Every entry must be given again exactly.
## START
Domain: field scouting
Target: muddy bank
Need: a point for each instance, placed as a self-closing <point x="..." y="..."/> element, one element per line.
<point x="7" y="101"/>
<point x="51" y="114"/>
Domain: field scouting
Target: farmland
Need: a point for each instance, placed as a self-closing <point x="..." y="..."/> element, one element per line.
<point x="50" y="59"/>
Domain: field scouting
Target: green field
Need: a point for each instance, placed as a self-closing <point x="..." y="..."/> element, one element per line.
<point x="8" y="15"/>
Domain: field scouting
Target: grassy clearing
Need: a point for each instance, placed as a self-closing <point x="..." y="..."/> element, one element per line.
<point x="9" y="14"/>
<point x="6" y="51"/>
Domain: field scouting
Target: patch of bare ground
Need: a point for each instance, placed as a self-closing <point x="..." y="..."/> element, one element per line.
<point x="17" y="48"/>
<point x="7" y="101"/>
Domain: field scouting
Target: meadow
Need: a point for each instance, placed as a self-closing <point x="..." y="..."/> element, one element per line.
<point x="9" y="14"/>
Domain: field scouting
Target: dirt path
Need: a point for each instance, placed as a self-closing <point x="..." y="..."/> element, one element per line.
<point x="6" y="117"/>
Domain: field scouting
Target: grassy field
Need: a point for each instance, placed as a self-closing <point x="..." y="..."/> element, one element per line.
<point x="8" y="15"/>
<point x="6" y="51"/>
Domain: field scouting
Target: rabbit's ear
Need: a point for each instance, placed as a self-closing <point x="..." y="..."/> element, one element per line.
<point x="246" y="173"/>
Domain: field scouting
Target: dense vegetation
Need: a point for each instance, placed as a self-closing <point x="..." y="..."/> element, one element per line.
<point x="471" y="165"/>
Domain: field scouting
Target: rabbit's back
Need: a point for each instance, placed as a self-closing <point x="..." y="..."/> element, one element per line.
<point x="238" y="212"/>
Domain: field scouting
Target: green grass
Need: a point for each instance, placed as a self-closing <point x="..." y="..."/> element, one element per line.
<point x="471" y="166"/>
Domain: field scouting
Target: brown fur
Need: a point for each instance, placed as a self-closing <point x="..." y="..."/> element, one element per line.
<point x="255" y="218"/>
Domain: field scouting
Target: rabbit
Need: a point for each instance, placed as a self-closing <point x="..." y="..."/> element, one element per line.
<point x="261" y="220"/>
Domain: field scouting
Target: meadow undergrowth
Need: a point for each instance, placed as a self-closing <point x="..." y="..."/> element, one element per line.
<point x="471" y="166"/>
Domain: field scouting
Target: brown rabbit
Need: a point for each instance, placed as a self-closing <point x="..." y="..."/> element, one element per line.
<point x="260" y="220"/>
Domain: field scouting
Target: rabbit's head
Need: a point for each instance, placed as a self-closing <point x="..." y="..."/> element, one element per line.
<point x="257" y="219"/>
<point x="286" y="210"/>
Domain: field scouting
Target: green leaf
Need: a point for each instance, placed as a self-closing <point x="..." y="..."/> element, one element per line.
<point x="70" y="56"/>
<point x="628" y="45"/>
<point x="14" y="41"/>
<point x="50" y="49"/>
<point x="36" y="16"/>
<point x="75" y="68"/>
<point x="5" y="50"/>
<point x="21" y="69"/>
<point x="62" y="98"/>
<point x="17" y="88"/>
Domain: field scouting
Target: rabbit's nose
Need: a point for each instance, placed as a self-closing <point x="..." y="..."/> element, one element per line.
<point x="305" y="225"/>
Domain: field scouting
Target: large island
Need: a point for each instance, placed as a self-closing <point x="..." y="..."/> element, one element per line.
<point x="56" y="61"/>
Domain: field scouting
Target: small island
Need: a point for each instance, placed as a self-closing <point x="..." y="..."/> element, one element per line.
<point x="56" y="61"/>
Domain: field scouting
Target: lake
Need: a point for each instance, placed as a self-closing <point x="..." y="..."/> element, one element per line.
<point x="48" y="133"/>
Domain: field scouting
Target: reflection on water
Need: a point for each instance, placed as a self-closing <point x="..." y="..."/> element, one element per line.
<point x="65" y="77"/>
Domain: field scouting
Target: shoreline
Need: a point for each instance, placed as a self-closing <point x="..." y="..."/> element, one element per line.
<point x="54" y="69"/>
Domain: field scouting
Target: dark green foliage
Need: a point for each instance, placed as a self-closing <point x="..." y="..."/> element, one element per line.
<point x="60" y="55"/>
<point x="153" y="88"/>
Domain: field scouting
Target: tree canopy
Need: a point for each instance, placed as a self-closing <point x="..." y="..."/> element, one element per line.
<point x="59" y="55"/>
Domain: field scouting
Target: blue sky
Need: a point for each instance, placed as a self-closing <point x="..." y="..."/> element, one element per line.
## END
• _Solution for this task_:
Domain: field scouting
Target: muddy bank
Need: a point for each instance, placed as a self-closing <point x="..." y="..."/> element, one element per line.
<point x="7" y="101"/>
<point x="51" y="114"/>
Domain: field scouting
Target: farmland
Need: a point for each instance, placed as a self-closing <point x="..." y="..."/> element, one element per line.
<point x="50" y="59"/>
Domain: field scouting
Target: green field
Need: a point for each instance, placed as a self-closing <point x="..." y="..."/> element, one element per line.
<point x="8" y="15"/>
Domain: field scouting
Target: grassy clearing
Need: a point for each instance, placed as a self-closing <point x="..." y="..."/> element, one element per line.
<point x="9" y="14"/>
<point x="6" y="51"/>
Domain: field scouting
Target: patch of bare ground
Need: a point for each instance, placed as a self-closing <point x="..." y="..."/> element, one element per line.
<point x="17" y="48"/>
<point x="7" y="101"/>
Domain: field scouting
Target: meadow
Need: a point for each instance, placed as a self-closing <point x="..." y="..."/> element, one element per line.
<point x="9" y="14"/>
Domain: field scouting
Target: dirt path
Need: a point for each instance, placed as a self-closing <point x="..." y="..."/> element, one element per line.
<point x="6" y="117"/>
Domain: field scouting
Target: grassy field
Need: a point for each instance, placed as a self-closing <point x="..." y="..."/> element, one element per line.
<point x="8" y="15"/>
<point x="6" y="51"/>
Domain: field scouting
Target: rabbit's ear
Need: a point for each instance, placed as a self-closing <point x="..." y="..."/> element, one element per line.
<point x="246" y="173"/>
Domain: field scouting
Target: dense vegetation
Need: a point for each instance, placed as a self-closing <point x="..." y="..."/> element, one element per line.
<point x="471" y="165"/>
Domain: field scouting
Target: rabbit's back
Need: a point for each instance, placed as a self-closing <point x="..." y="..."/> element, one element per line.
<point x="238" y="212"/>
Domain: field scouting
Target: green grass
Need: a point for each instance, placed as a self-closing <point x="..." y="..."/> element, one element per line.
<point x="471" y="166"/>
Domain: field scouting
Target: brown fur
Need: a point for each instance, placed as a self-closing <point x="..." y="..."/> element, one element per line.
<point x="255" y="218"/>
Domain: field scouting
Target: rabbit
Need: a point for each instance, placed as a self-closing <point x="..." y="..."/> element, one element per line.
<point x="261" y="220"/>
Domain: field scouting
Target: meadow undergrowth
Need: a point for each instance, placed as a self-closing <point x="..." y="..."/> element, one element per line.
<point x="471" y="166"/>
Domain: field scouting
Target: brown rabbit
Need: a point for each instance, placed as a self-closing <point x="..." y="..."/> element, one element per line.
<point x="260" y="220"/>
Domain: field scouting
Target: rabbit's head
Need: a point for each instance, placed as a self-closing <point x="..." y="..."/> element, one element per line.
<point x="257" y="219"/>
<point x="286" y="210"/>
Domain: field scouting
Target: green leaf
Need: a point for each instance, placed as a self-closing <point x="..." y="..."/> element, one element per line.
<point x="70" y="56"/>
<point x="628" y="45"/>
<point x="14" y="41"/>
<point x="50" y="49"/>
<point x="36" y="16"/>
<point x="75" y="68"/>
<point x="5" y="50"/>
<point x="21" y="69"/>
<point x="62" y="98"/>
<point x="17" y="88"/>
Domain: field scouting
Target: rabbit's nose
Need: a point for each instance, placed as a self-closing <point x="..." y="..."/> element, one element per line.
<point x="305" y="225"/>
Domain: field scouting
Target: large island
Need: a point for each instance, placed as a self-closing <point x="..." y="..."/> element, one element per line.
<point x="56" y="61"/>
Domain: field scouting
Target: small island
Need: a point for each instance, placed as a self-closing <point x="..." y="..."/> element, one element per line.
<point x="56" y="61"/>
Domain: field scouting
Target: lake
Need: a point for each instance, placed as a self-closing <point x="..." y="..."/> element, one element per line.
<point x="48" y="133"/>
Domain: field scouting
Target: reflection on water
Need: a point for each instance, placed as a self-closing <point x="..." y="..."/> element, one element per line.
<point x="65" y="77"/>
Domain: field scouting
Target: shoreline
Need: a point for each instance, placed as a self-closing <point x="..." y="..."/> element, one element per line.
<point x="54" y="69"/>
Domain: field scouting
Target: dark green foliage
Need: a point for each instance, placed as a self-closing <point x="..." y="..."/> element, one element per line.
<point x="60" y="55"/>
<point x="153" y="88"/>
Domain: field scouting
Target: tree canopy
Need: a point for each instance, placed as a self-closing <point x="..." y="..."/> element, one element per line.
<point x="59" y="55"/>
Domain: field scouting
Target: blue sky
Need: a point for each instance, placed as a self-closing <point x="..." y="..."/> element, one element per line.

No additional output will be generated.